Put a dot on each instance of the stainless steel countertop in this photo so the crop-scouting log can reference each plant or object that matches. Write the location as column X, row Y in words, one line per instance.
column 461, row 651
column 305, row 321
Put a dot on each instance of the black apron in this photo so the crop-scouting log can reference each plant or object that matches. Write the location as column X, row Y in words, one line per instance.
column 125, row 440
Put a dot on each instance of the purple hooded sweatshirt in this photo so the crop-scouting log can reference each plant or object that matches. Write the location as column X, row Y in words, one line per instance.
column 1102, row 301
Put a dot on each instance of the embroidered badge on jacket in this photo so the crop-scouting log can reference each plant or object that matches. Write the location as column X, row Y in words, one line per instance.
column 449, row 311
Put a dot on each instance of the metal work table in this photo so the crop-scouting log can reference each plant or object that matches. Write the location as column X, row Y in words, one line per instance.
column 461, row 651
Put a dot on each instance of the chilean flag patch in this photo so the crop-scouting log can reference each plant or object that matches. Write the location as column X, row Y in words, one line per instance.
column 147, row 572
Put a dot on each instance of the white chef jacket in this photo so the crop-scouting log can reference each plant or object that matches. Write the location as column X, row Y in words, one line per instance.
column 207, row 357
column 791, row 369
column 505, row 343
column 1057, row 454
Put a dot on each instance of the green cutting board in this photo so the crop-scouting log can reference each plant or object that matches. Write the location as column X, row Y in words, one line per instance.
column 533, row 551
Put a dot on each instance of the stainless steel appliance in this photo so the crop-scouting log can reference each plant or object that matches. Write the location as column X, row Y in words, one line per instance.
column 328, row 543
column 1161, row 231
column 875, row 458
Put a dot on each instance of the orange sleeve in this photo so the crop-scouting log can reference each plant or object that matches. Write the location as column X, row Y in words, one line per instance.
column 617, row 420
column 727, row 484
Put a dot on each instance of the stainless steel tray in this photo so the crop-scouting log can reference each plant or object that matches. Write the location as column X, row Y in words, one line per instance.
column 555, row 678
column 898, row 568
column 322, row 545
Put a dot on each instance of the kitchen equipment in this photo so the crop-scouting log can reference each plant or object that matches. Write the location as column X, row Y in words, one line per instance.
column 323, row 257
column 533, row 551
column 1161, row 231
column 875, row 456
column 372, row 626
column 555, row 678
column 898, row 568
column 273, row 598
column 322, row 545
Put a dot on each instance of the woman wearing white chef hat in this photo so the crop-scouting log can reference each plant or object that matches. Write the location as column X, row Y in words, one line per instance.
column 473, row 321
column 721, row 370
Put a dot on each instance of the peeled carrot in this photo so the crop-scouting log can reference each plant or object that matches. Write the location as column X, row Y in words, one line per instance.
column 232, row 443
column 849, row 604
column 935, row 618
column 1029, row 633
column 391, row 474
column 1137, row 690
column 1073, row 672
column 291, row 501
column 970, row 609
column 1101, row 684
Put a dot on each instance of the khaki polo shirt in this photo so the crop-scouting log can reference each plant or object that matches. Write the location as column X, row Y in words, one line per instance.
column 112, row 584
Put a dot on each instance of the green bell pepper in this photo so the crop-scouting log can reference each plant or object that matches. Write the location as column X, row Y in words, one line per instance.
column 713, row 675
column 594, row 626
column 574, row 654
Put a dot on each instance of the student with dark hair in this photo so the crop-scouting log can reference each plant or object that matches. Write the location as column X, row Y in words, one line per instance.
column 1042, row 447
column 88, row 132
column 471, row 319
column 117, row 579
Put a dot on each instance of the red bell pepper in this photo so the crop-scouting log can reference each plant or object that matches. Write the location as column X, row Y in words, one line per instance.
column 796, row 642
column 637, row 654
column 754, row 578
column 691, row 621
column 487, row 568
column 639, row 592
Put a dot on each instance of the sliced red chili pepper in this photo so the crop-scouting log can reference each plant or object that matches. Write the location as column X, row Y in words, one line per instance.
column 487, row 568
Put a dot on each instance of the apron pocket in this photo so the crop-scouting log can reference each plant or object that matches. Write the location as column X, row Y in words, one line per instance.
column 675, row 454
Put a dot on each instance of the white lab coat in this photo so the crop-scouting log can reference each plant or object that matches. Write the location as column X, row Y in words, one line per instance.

+---+

§ Work to complete: Reproduce the data shown above exactly.

§ Exercise solution:
Put a dot on each instance of the stainless steel countertop in this photo so the crop-scouting log can reference each plant or object that matches. Write the location as column X, row Y in words, one line per instance.
column 461, row 651
column 305, row 321
Put a dot on each instance of the black apron in this photo so the crop-scouting log can reference each plant or object that matches. Write the location as column X, row Y in words, one line per instance.
column 125, row 440
Put a dot on each instance of the purple hooded sweatshirt in this photo so the crop-scouting log can reference each plant or object that matches. Write the location as column X, row Y in words, one line per instance.
column 1102, row 301
Put a dot on each instance of the embroidered badge on jacket in this photo so the crop-scouting log can reference each plant or object that matches. Write the location as column X, row Y in words, one line per instance.
column 449, row 311
Put a dot on each instance of the metal work table in this photo so the crop-scouting log can reference each plant or object that matches. Write the location as column X, row Y in words, one line per instance.
column 461, row 651
Put a dot on each instance of the chilean flag patch in this photo so the crop-scouting log can reference each plant or object that matches. Write the location as column X, row Y in words, one line per instance.
column 147, row 572
Put a dot on each instance of the white chef jacket in this photo so the crop-scouting log can reference each plant or object that matches. Write the location as column X, row Y in words, one line per instance.
column 207, row 357
column 791, row 369
column 505, row 343
column 1057, row 454
Put a dot on each instance of the green cutting board in this photo so the crop-scouting log can reference each plant or object that matches. Write the location as column X, row Y in words, one line per instance.
column 533, row 551
Put a dot on each instance of the stainless steel appliance in this photo so the crop-scouting log can reference each plant or object that matches. Write the location as column X, row Y in words, one line per instance.
column 328, row 543
column 1161, row 231
column 875, row 458
Put a dot on each instance of the orange sleeve in this photo so the crop-scouting log can reference each plant or object that matches. Write the location as column X, row Y in words, one line per instance.
column 617, row 420
column 727, row 484
Put a dot on each instance of the stainless steel tray in this photo so the crop-scouting log can reference each plant or object that matches. Write the location as column X, row Y in words, one line per instance.
column 555, row 678
column 898, row 568
column 322, row 545
Put a dot on each instance of the kitchen equipment in this photo so the crop-scouting log can reference each plant or object that matches. Write the location as column X, row Y in words, one line per instance.
column 323, row 257
column 533, row 551
column 1161, row 231
column 875, row 456
column 372, row 626
column 555, row 678
column 898, row 568
column 273, row 598
column 322, row 545
Put a dot on each instance of the woman wearing white chef hat in this photo so the crop-scouting log can reference each plant or object that matches. Write the location as column X, row Y in words, one line per instance.
column 473, row 321
column 721, row 370
Put a dot on each instance of the peeled carrot in this photo so the crop-scouting log can reference each plant or object that matches. Write the location as column X, row Y in words, one line per instance.
column 232, row 443
column 849, row 604
column 935, row 618
column 1029, row 633
column 391, row 474
column 1137, row 690
column 1073, row 672
column 291, row 501
column 970, row 609
column 1101, row 684
Put a dot on each instance of the khaki polo shirt in this photo so the crop-scouting log can reference each plant or object that matches. Write the location as column X, row Y in words, one line per instance.
column 112, row 584
Put a dot on each instance of the green bell pepper in this photo so the crop-scouting log can reference each plant or object that matches. Write the location as column X, row Y in words, one line per instance.
column 713, row 675
column 594, row 626
column 574, row 654
Put a dot on each instance of the student with dark hair in this photo so the crop-scouting log can reference each plant or object that matches. Write the location as column X, row Y in words, one line per instance.
column 1042, row 447
column 88, row 132
column 471, row 319
column 117, row 579
Put a dot on each instance of the red bell pepper in this photo so the crop-scouting log can reference each plant or object that matches. Write the location as column X, row Y in words, one line per instance.
column 796, row 642
column 637, row 654
column 754, row 578
column 691, row 621
column 487, row 568
column 639, row 592
Put a dot on each instance of the sliced red chili pepper in this photo so the crop-scouting log can reference each plant or object that matches. Write the location as column X, row Y in words, one line per instance.
column 487, row 568
Put a dot on each instance of the apron pocket in this photo so the crop-scouting log can reference each plant or object that matches. Write the location as column X, row Y in words, one line per instance.
column 675, row 454
Put a dot on each instance of the white lab coat in this photo so the crop-scouting log can reference each plant or object that matches. Write the location as column X, row Y in words, one line per instance.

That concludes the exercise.